Text for analysis -
--- START ---

In recent weeks we have seen several Salmonella outbreaks all linked to the same type of food – namely frozen raw chicken products. An outbreak in Canada associated with chicken nuggets affected 47 people, while two more in the USA linked to stuffed chicken Kiev type products accounted for a further nine cases. Large recalls of the implicated foods have been initiated in both countries and public health and food safety agencies have reiterated advice to consumers about how to handle and prepare these uncooked products safely to remove the risk of infection. This is very far from the first instance of food poisoning outbreaks being traced to uncooked chicken nuggets and similar foods. The most recent occurred last autumn when a cluster of six cases in Minnesota was reportedly linked to chicken Kiev products similar to those suspected of causing one of the current US outbreaks.
What is going on here? It is tempting to blame careless consumers for not reading labels and failing to follow the cooking instructions, but that doesn’t really explain these outbreaks adequately. For example, some of those affected by the current US outbreaks report cooking the product exactly as the instructions recommend – even using a food thermometer to check the internal temperature in one case. It is clear that the problems arise because these chicken products often look as though they are cooked, especially when they are coated in breadcrumbs, even though they are raw and clearly identified as such on the packaging. But I think this is much more likely to lead to cross contamination of other foods rather than undercooking. Most consumers know that when you handle raw meat you need to wash your hands before you handle other food, but with raw products that look cooked it is much less obvious that this is necessary. Nevertheless, the risk is the same. As the USDA has pointed out, even breadcrumbs dislodged from a chicken nugget could be contaminated with Salmonella and could end up on a chopping board or utensil. Perhaps the “this is raw meat” message needs to be communicated more clearly and with more emphasis on hygienic preparation.

--- END ---

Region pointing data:
--- START ---

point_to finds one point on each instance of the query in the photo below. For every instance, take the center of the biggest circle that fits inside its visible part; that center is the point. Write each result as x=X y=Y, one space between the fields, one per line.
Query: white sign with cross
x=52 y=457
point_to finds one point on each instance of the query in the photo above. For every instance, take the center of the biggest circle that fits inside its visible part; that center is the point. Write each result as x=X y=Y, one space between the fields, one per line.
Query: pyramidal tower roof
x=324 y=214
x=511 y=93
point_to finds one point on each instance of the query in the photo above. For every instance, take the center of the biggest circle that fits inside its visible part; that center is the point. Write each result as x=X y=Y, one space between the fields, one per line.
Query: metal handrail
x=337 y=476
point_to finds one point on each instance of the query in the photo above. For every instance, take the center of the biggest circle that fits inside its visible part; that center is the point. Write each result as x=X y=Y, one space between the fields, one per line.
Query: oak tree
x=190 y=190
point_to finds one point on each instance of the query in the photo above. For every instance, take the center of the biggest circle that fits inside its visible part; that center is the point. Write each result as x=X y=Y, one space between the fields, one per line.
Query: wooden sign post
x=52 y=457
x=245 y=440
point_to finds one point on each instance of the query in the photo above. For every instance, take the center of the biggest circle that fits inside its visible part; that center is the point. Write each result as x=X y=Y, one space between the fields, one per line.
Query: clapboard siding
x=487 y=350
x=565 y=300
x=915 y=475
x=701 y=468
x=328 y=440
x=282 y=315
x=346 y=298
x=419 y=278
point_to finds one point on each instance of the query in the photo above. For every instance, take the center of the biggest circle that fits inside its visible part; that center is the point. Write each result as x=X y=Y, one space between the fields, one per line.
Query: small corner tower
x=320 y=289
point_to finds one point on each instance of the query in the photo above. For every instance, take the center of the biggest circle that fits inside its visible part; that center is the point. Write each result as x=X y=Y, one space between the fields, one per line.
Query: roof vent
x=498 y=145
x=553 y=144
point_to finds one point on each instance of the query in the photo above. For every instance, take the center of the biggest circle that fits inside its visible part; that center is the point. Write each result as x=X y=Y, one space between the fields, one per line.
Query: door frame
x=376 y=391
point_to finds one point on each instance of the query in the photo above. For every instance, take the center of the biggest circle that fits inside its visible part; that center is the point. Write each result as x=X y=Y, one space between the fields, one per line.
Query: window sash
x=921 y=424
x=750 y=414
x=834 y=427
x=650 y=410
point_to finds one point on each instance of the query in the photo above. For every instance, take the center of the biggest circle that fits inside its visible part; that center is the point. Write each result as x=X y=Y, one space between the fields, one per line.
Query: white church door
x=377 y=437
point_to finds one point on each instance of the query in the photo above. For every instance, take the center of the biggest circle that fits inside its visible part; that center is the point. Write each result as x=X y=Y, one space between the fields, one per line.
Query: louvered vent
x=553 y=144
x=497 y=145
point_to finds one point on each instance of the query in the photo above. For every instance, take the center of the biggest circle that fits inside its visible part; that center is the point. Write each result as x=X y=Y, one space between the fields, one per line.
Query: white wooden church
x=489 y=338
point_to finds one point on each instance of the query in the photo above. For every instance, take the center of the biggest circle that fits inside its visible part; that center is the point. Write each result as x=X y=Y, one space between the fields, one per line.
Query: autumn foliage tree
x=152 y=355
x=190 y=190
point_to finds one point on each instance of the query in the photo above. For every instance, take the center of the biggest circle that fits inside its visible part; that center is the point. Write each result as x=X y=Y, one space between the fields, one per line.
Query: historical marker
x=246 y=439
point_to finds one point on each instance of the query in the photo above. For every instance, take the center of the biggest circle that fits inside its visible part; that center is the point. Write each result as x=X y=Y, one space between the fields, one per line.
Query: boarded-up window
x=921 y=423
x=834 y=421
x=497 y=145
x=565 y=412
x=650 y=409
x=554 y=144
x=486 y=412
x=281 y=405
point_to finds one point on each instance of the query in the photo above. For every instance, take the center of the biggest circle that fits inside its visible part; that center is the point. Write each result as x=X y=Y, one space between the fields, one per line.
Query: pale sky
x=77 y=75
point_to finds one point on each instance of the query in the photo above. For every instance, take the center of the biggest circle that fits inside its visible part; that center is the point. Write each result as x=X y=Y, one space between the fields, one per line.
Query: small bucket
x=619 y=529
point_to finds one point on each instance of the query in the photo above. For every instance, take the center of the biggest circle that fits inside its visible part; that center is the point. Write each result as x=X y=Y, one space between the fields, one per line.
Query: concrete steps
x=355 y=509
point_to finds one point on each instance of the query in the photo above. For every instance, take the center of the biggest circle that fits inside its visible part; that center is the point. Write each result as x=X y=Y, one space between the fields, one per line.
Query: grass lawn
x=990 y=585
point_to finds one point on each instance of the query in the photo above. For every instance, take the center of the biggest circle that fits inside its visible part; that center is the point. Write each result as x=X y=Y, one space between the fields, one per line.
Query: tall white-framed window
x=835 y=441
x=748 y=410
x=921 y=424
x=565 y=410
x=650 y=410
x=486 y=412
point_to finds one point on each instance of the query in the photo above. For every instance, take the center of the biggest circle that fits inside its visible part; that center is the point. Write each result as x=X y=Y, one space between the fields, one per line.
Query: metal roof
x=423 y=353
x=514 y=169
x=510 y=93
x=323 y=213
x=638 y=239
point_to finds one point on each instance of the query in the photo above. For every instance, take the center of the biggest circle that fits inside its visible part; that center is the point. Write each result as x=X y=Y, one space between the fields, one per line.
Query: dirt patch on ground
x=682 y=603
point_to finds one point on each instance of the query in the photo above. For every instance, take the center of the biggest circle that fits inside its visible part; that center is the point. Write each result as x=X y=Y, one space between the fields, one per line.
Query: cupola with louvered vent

--- END ---

Task to carry out - Can you pick up the piece on Salmonella outbreaks linked to frozen raw chicken products and continue it from its last sentence?

Reply to the exercise -
The response to these outbreaks also asks another question. Is a recall really the best approach? There is almost always a risk of Salmonella contamination in raw chicken and still comparatively little that can be done to control it at the processing stage. Until vaccination programmes are universally applied to completely eliminate Salmonella in broiler flocks the bacteria will always be present in the poultry production chain and consumers will need to handle raw chicken with care. Unless the implicated chicken products contain unusually high levels of Salmonella as a result of a processing fault, a recall doesn’t make much sense scientifically. On the other hand, even a fairly pointless response to a food poisoning outbreak plays better in the media than none at all.